What the exercise asks: The entries that follow should be written out exactly.

Information provided:
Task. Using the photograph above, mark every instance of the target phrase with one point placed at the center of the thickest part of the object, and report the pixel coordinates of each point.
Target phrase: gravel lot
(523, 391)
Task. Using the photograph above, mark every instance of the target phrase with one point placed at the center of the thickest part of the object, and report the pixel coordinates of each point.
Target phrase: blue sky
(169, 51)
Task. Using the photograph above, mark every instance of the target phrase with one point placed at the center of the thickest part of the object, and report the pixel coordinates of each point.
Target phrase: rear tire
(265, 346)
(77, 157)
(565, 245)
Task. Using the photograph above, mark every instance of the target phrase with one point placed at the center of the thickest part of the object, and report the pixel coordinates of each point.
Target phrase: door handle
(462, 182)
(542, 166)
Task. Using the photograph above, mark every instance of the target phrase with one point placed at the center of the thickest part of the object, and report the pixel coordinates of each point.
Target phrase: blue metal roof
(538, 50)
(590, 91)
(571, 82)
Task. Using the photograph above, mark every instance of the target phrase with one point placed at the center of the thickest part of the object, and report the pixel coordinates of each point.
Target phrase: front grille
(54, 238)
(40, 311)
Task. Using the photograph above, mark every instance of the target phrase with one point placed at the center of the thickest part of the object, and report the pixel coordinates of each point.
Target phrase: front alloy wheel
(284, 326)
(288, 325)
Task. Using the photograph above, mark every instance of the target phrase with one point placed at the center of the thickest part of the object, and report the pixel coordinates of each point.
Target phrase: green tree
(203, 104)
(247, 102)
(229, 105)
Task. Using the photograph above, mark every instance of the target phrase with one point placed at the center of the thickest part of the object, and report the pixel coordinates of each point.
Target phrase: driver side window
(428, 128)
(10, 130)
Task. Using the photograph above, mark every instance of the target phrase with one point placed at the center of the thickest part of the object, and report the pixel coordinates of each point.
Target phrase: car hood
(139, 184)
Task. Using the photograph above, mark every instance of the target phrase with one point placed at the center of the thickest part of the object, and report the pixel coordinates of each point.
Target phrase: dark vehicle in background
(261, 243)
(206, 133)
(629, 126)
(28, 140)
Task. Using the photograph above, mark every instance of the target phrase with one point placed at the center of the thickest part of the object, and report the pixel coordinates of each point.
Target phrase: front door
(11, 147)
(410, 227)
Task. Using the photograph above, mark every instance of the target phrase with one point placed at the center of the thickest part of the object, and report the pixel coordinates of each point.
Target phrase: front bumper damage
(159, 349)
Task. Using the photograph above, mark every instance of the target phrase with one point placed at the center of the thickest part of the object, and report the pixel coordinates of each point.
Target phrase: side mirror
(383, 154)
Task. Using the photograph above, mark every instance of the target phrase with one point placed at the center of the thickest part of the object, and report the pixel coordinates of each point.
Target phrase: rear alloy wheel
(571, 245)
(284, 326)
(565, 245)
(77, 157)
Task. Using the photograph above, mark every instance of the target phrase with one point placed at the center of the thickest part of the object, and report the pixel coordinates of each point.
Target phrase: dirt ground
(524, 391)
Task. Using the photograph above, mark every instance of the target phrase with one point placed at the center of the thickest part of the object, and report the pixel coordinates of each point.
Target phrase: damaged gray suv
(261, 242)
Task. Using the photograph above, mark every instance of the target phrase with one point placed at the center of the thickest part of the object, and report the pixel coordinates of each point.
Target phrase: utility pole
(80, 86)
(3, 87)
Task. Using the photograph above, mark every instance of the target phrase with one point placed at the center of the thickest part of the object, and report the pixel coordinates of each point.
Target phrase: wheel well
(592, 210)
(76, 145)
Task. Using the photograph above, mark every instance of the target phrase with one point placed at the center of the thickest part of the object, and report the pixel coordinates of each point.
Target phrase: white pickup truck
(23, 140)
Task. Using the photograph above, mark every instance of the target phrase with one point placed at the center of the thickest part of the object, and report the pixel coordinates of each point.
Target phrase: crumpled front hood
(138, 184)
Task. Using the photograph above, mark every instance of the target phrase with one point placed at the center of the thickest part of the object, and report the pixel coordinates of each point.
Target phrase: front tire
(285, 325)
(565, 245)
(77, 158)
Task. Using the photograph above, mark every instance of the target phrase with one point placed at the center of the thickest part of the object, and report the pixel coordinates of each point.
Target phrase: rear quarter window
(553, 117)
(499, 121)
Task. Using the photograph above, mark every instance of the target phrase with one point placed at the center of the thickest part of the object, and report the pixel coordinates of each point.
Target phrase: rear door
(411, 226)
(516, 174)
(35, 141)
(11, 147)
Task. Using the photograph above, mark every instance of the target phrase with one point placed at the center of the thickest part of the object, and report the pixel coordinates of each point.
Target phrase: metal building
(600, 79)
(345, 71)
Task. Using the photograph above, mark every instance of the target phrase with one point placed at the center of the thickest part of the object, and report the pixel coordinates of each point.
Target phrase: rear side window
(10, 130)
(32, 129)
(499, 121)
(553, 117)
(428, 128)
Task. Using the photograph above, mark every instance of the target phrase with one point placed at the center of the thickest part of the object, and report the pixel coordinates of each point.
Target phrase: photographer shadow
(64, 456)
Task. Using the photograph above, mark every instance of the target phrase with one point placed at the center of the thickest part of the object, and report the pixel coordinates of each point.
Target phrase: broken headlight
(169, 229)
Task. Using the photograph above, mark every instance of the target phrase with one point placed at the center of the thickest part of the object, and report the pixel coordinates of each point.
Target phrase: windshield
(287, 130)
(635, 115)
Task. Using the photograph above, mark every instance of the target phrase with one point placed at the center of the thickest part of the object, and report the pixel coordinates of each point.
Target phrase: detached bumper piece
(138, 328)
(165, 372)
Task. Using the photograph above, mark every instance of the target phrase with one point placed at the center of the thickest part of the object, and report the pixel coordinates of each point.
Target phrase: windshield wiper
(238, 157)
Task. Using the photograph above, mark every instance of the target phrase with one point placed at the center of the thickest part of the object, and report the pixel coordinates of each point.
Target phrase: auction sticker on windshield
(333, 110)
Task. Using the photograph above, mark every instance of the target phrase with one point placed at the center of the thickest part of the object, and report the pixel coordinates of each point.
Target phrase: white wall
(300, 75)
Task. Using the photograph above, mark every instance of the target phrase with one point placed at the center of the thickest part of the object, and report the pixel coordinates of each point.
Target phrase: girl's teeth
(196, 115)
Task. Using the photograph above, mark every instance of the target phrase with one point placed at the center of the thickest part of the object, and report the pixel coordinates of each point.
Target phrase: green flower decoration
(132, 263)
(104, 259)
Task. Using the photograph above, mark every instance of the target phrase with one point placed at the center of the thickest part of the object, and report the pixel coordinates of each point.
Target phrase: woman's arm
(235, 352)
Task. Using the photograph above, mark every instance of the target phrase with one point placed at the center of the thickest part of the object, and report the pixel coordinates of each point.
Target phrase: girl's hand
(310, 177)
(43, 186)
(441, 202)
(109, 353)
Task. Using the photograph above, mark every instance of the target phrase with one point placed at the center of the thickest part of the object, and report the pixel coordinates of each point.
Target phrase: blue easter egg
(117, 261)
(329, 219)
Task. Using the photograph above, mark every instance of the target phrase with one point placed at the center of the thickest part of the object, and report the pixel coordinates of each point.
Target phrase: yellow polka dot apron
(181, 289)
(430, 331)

Answer to the task:
Task. Using the photograph above, mark every instance of the target phrase with one point placed at the center of the thickest part of the object, and report the pixel coordinates of each point.
Target phrase: gravel lot
(523, 391)
Task. Using the photograph above, mark every instance of the target phrase with one point placed at the center of the thickest part of the object, and report the pixel coordinates of each point.
Target phrase: blue sky
(169, 51)
Task. Using the photograph above, mark every instance of the target phrase with one point placed at the center of the thickest part of the object, and report the pixel coordinates of each point.
Target phrase: rear tire
(265, 346)
(77, 157)
(565, 245)
Task. Using the photograph above, mark every instance of the target phrase with one point placed at the center of the thickest part of the object, and report the pixel coordinates of each point.
Target phrase: door handle
(462, 182)
(542, 166)
Task. Using the photograph above, mark every instance of the target phrase with one point placed at the center of the thickest part of the object, and report the pixel coordinates of each point.
Target phrase: blue metal roof
(538, 50)
(590, 91)
(571, 82)
Task. Using the photograph above, mark every instance of the target phrase with one point placed at the center of the thickest part of the object, and report the pixel coordinates of each point.
Target phrase: front grille
(54, 238)
(40, 311)
Task. Using the photograph above, mark every instance of the target phrase with one point placed at the center of the thickest part of the object, and report the pixel coordinates of each point.
Target phrase: front alloy wheel
(284, 326)
(288, 325)
Task. Using the photograph above, mark every instance of the target phrase with one point placed at the center of the thickest part of the object, and report the pixel coordinates of each point.
Target phrase: green tree
(203, 104)
(247, 102)
(229, 105)
Task. Using the photograph above, mark every instance of the target phrase with one point placed at the center of the thickest part of the object, and report the pixel coordinates of each point.
Target phrase: driver side window
(428, 128)
(10, 130)
Task. Using the photograph above, mark every instance of the target phrase with one point placed at the center of the thickest part of the object, and report the pixel coordinates of each point.
Target phrase: car hood
(139, 184)
Task. Using the photograph above, mark every instance of the target phrase with one point placed at the center of the thickest part of the object, and report the pixel coordinates of each point.
Target phrase: dark vehicle in background
(261, 243)
(206, 133)
(629, 126)
(28, 140)
Task. Using the photograph above, mark every instance of the target phrase with one point placed at the center of the thickest part of the object, and report the pixel coordinates of each point.
Target phrase: front door
(11, 147)
(410, 227)
Task. Using the photograph above, mark every instance of the target phrase with one point placed at the center of the thickest part of the object, and report the pixel coordinates of each point.
Target phrase: front bumper damage
(159, 349)
Task. Using the photograph above, mark every instance of the target phrase with one point placed at the center of the thickest part of the object, and report the pixel coordinates of each point.
Target phrase: side mirror
(383, 154)
Task. Using the photograph above, mark every instance of the target phrase with one point placed at the center of the thickest part of the object, and report the pixel coordinates of each point.
Target phrase: rear alloy wheel
(571, 245)
(284, 326)
(565, 245)
(77, 157)
Task. Using the photograph above, mark every instance of the target phrase with one point placed at the center of the thickest part of the object, and report the pixel coordinates of each point.
Target phrase: dirt ground
(524, 391)
Task. Using the photograph above, mark every instance of the target phrase with one point placed at the center of the thickest part of the object, and report the pixel coordinates of each point.
Target phrase: damaged gray suv
(261, 242)
Task. Using the photograph above, mark every instance of the target phrase with one point placed at the center of the thickest part of the object, and report the pixel coordinates of each point.
Target phrase: utility pole
(80, 86)
(3, 87)
Task. Using the photograph above, mark every instance of the target phrase with one point placed at the center of the thickest part of the object, and report the pixel coordinates of each point.
Target phrase: wheel well
(592, 210)
(76, 145)
Task. Using the photograph above, mark every instance of the target phrase with one point placed at the center of the thickest part of the object, and report the pixel coordinates of each point.
Target phrase: white pickup truck
(23, 140)
Task. Using the photograph above, mark every instance of the target phrase with one point placed at the center of the thickest part of the object, and report the pixel coordinates of each point.
Target phrase: crumpled front hood
(138, 184)
Task. Using the photograph above, mark every instance of the target phrase with one point placed at the center of the thickest part of the object, and report the pixel coordinates of each point.
Target phrase: front tire
(285, 325)
(565, 245)
(77, 158)
Task. Using the photograph above, mark every instance of the target phrase with one point placed at the center of the thickest part of the object, and report the pixel coordinates of each point.
Target phrase: rear quarter window
(553, 117)
(499, 121)
Task. Using the photograph above, mark every instance of the target phrase with one point placed at the center of the thickest part of the object, and report the pixel coordinates of each point.
Target phrase: rear door
(411, 226)
(516, 174)
(35, 141)
(11, 147)
Task. Using the photograph above, mark every instance of the target phrase with one point placed at the center of the thickest part of the object, and report the pixel coordinates of each point.
Target phrase: metal building
(600, 79)
(345, 71)
Task. Using the photograph above, mark every instance of the target phrase with one point placed at the center of the thickest part of the object, and report the pixel coordinates of each point.
Target phrase: rear side window
(10, 130)
(32, 129)
(499, 121)
(553, 117)
(428, 128)
Task. Using the photograph above, mark every instance of the target phrase with one point placed at the center of the thickest part of the object, and report the pixel coordinates of each point.
Target phrase: photographer shadow
(64, 456)
Task. Using the photograph above, mark every instance of the target phrase with one point placed at the center of the thickest part of the object, and report the pixel coordinates of each point.
Target phrase: broken headlight
(169, 229)
Task. Using the photograph above, mark every instance of the target phrase with one point placed at the center of the thickest part of the object, and report the pixel coordinates of each point.
Target phrase: windshield
(287, 130)
(635, 115)
Task. Using the photograph above, mark every instance of the target phrase with one point placed at the center of the thickest part of the object, and report the pixel coordinates of each point.
Target phrase: detached bumper piece
(138, 328)
(165, 372)
Task. Using the photograph above, mark every instance of the target phrase with one point placed at the center of the thickest part of the object, and report the pixel coordinates of each point.
Target phrase: windshield wiper
(238, 157)
Task. Using the photograph above, mark every instance of the target phrase with one point placed at the center of the thickest part of the object, and report the pixel coordinates of each point.
Target phrase: auction sticker on windshield
(333, 110)
Task. Using the photograph above, mark every instance of the target phrase with one point placed at the center of the thickest part of the object, and report the pixel coordinates of each point.
Target phrase: white wall
(300, 75)
Task. Using the photograph above, mark every instance of the target phrase with one point placed at the center of the thickest part of the object, and report the pixel coordinates of each point.
Target phrase: girl's teeth
(196, 115)
Task. Using the photograph above, mark every instance of the target phrase with one point placed at the center of the thickest part of the object, and report the pixel coordinates of each point.
Target phrase: green flower decoration
(132, 263)
(104, 259)
Task. Using the photograph above, mark every instance of the target phrase with one point placed at the center of the thickest part of the object, and report the pixel coordinates of each point.
Target phrase: woman's arm
(235, 352)
Task. Using the photograph above, mark every instance of the target phrase with one point placed at the center of the thickest part of the object, and report the pixel coordinates of each point.
Target phrase: girl's hand
(310, 177)
(43, 186)
(441, 202)
(109, 353)
Task. Using the photograph above, mark every instance of the target phrase with one point placed at the center of the thickest part of the object, and report the pixel coordinates of each point.
Target phrase: blue easter egg
(117, 261)
(329, 219)
Task. Using the photograph above, mark every instance of the target phrase with one point placed at the center of the thickest part of the object, and report the pixel coordinates of each point.
Target phrase: yellow polka dot apron
(181, 289)
(430, 331)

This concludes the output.